Put every line of the listing below into a JSON list of strings, one string per line, skipping blank lines. Leave the pictures out of the answer.

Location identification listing
* * * * *

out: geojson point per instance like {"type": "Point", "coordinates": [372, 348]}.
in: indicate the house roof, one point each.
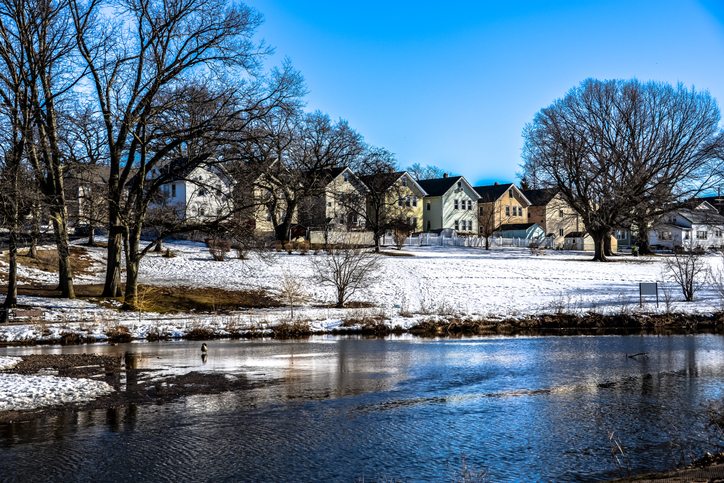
{"type": "Point", "coordinates": [493, 192]}
{"type": "Point", "coordinates": [540, 197]}
{"type": "Point", "coordinates": [384, 181]}
{"type": "Point", "coordinates": [515, 226]}
{"type": "Point", "coordinates": [715, 201]}
{"type": "Point", "coordinates": [439, 186]}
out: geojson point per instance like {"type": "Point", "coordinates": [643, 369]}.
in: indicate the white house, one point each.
{"type": "Point", "coordinates": [698, 227]}
{"type": "Point", "coordinates": [195, 190]}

* * * * *

REPLY:
[
  "out: geojson point per instance like {\"type\": \"Point\", \"coordinates\": [372, 348]}.",
  "in: indicate the house roof, one point each.",
  "{\"type\": \"Point\", \"coordinates\": [493, 192]}",
  "{\"type\": \"Point\", \"coordinates\": [540, 197]}",
  "{\"type\": \"Point\", \"coordinates\": [384, 181]}",
  "{\"type\": \"Point\", \"coordinates\": [515, 226]}",
  "{\"type\": \"Point\", \"coordinates\": [715, 201]}",
  "{\"type\": \"Point\", \"coordinates\": [439, 186]}",
  "out: geojson point per instance like {\"type\": \"Point\", \"coordinates\": [643, 369]}.",
  "in: indicate the white house, one point each.",
  "{\"type\": \"Point\", \"coordinates\": [698, 227]}",
  "{\"type\": \"Point\", \"coordinates\": [195, 190]}"
]